(DATASET)
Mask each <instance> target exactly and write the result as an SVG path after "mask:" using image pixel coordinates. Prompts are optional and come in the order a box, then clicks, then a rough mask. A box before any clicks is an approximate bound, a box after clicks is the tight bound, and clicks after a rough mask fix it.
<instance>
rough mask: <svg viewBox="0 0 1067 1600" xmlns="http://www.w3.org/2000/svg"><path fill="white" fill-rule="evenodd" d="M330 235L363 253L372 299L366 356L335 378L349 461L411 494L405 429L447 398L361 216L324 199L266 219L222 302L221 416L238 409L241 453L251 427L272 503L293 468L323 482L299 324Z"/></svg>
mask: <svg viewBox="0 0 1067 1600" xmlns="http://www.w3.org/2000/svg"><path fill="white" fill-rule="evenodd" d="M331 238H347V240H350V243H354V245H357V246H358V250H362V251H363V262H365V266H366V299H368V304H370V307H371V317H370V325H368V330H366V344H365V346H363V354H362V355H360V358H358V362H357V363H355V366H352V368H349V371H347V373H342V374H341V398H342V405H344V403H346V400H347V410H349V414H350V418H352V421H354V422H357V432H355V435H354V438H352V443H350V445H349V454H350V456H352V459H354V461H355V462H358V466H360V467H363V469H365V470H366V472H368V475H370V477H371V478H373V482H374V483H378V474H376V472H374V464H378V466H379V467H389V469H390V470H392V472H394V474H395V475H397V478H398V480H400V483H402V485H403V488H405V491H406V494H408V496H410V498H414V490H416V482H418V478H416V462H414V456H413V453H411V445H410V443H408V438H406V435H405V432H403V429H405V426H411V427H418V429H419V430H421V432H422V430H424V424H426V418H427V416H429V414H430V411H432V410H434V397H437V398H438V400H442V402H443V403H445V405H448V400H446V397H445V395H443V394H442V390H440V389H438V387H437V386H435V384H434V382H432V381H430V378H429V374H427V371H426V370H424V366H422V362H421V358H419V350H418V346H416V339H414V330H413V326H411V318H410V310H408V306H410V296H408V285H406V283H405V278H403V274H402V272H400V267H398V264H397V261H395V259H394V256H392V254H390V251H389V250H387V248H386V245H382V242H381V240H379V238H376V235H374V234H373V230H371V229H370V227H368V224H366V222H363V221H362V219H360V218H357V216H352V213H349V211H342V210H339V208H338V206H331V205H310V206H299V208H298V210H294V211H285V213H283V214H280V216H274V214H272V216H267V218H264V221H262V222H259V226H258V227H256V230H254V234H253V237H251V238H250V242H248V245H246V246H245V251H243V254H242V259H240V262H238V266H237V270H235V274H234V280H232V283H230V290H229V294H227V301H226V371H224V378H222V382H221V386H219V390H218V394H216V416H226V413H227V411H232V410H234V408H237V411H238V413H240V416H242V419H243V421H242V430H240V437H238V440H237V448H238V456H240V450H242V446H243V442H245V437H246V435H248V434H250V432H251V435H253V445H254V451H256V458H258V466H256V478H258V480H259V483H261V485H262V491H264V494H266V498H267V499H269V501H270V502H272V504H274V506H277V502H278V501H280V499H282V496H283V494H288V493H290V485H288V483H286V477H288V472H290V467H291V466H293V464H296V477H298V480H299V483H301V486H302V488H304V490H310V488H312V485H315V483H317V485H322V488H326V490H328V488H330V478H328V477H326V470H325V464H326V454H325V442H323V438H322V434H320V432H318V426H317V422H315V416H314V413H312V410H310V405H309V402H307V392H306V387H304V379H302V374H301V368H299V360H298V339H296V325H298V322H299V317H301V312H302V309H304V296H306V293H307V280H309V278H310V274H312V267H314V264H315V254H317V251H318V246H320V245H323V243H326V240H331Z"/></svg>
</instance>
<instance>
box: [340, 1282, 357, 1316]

(YOUR TASK)
Copy out every row above, word for word and with nothing changed.

(SOLUTION TO THIS EXERCISE)
Mask each <instance> target exactly and write the result as an SVG path after "mask:" using image pixel coordinates. Prompts are optional and come in the order a box, then clicks, then a rough mask. A box before any clicks is an approximate bound, a box after clicks is the tight bound, and clicks after a rough mask fix it.
<instance>
rough mask: <svg viewBox="0 0 1067 1600" xmlns="http://www.w3.org/2000/svg"><path fill="white" fill-rule="evenodd" d="M330 235L363 253L372 299L366 356L335 378L349 461L411 494L405 429L447 398L361 216L324 199L266 219L222 302L221 416L238 409L241 453L251 427L272 503L293 468L323 482L299 324Z"/></svg>
mask: <svg viewBox="0 0 1067 1600" xmlns="http://www.w3.org/2000/svg"><path fill="white" fill-rule="evenodd" d="M331 238H347V240H350V243H354V245H357V246H358V250H362V251H363V262H365V266H366V299H368V304H370V307H371V317H370V325H368V330H366V344H365V346H363V354H362V355H360V358H358V362H357V363H355V366H352V368H349V371H347V373H342V374H341V398H342V405H344V403H346V400H347V410H349V414H350V418H352V421H354V422H357V432H355V435H354V438H352V443H350V445H349V454H350V456H352V459H354V461H355V462H358V466H360V467H363V469H365V470H366V472H368V475H370V477H371V478H373V482H374V483H378V474H376V472H374V464H378V466H379V467H389V469H390V470H392V472H394V474H395V475H397V478H398V480H400V483H402V485H403V488H405V491H406V494H408V496H410V498H414V490H416V482H418V478H416V462H414V456H413V453H411V445H410V443H408V438H406V435H405V432H403V429H405V426H411V427H418V429H419V430H421V432H422V430H424V424H426V418H427V416H429V414H430V411H432V410H434V397H437V398H438V400H442V402H443V403H445V405H448V400H446V397H445V395H443V394H442V390H440V389H438V387H437V386H435V384H434V382H432V381H430V378H429V374H427V371H426V370H424V366H422V362H421V358H419V350H418V346H416V339H414V330H413V326H411V318H410V310H408V306H410V296H408V285H406V283H405V278H403V274H402V272H400V267H398V264H397V261H395V259H394V256H392V254H390V251H389V250H387V248H386V245H382V242H381V240H379V238H376V235H374V234H373V230H371V229H370V227H368V224H366V222H363V221H362V219H360V218H357V216H352V213H349V211H342V210H339V208H338V206H331V205H310V206H299V208H298V210H294V211H285V213H283V214H280V216H274V214H272V216H267V218H264V221H262V222H259V226H258V227H256V230H254V234H253V237H251V238H250V242H248V245H246V246H245V251H243V254H242V259H240V262H238V266H237V270H235V274H234V280H232V283H230V290H229V294H227V301H226V371H224V378H222V382H221V386H219V390H218V394H216V416H226V413H227V411H232V410H234V408H237V411H238V413H240V416H242V419H243V421H242V430H240V437H238V440H237V448H238V456H240V450H242V446H243V442H245V437H246V435H248V434H250V432H251V435H253V445H254V451H256V458H258V466H256V478H258V480H259V483H261V485H262V491H264V494H266V498H267V499H269V501H270V502H272V504H274V506H277V502H278V501H280V499H282V496H283V494H288V493H290V485H288V483H286V477H288V472H290V467H291V466H293V464H296V477H298V480H299V483H301V486H302V488H304V490H310V488H312V485H315V483H317V485H322V488H326V490H328V488H330V478H328V477H326V470H325V464H326V454H325V442H323V438H322V434H320V432H318V426H317V422H315V416H314V413H312V410H310V405H309V402H307V392H306V387H304V379H302V374H301V368H299V360H298V339H296V325H298V322H299V317H301V312H302V309H304V296H306V293H307V280H309V278H310V274H312V267H314V264H315V254H317V251H318V246H320V245H323V243H326V240H331Z"/></svg>
</instance>
<instance>
box: [340, 1282, 357, 1316]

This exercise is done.